# EXERCISE
Extract from the entries below, exactly as given, only the lines from the line containing "the red brick" to the line containing "Target: brick paving", both lines included.
--------------------------------------------------
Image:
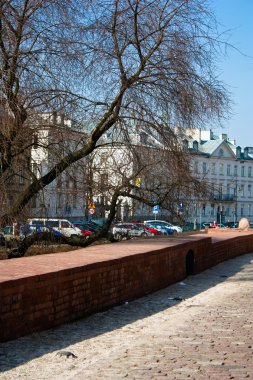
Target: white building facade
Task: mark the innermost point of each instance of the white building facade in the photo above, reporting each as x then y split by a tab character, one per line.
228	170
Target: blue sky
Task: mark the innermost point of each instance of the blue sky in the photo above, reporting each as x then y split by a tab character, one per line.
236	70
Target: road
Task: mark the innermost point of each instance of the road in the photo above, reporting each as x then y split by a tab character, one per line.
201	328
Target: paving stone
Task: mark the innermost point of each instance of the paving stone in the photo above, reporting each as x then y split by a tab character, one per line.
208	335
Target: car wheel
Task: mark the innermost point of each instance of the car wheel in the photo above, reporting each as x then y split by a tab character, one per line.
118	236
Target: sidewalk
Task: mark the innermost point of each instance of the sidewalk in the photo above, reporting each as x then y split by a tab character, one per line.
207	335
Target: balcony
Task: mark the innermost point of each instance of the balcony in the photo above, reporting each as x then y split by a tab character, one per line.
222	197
--------------------------------------------------
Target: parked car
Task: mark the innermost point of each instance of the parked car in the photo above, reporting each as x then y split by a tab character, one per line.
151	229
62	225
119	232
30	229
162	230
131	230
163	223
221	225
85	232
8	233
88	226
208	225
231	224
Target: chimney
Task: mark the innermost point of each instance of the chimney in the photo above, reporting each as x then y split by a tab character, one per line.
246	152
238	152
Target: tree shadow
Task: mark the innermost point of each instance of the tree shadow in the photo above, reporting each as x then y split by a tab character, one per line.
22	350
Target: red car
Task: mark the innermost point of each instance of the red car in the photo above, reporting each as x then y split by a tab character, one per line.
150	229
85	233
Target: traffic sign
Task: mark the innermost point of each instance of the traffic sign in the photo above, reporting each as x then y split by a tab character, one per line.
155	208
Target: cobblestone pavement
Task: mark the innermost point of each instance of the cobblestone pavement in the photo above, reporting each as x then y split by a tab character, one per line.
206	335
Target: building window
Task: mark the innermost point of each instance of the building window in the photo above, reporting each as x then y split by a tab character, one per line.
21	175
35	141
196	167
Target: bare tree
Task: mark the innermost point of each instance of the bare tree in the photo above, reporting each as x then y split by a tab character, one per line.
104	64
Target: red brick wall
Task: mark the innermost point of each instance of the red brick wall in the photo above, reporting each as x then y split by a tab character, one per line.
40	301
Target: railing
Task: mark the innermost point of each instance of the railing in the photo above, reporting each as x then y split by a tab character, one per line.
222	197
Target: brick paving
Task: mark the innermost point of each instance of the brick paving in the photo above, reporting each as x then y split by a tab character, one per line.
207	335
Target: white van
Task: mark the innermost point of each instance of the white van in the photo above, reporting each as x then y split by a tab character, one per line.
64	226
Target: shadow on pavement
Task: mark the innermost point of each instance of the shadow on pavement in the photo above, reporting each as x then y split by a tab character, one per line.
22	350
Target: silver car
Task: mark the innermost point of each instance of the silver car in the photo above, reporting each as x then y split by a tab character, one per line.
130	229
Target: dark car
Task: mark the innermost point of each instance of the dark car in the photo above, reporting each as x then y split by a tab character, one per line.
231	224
--------------------------------------------------
# ANSWER SECTION
Task: mark the innermost point of each instance of the red brick wall in the photo above, reporting each as x then y split by a tab character, one per line.
40	301
Target: railing
Task: mark the innermost point of each instance of the railing in the photo above, reporting each as x then y split by a tab character, one per line.
222	197
Target: brick paving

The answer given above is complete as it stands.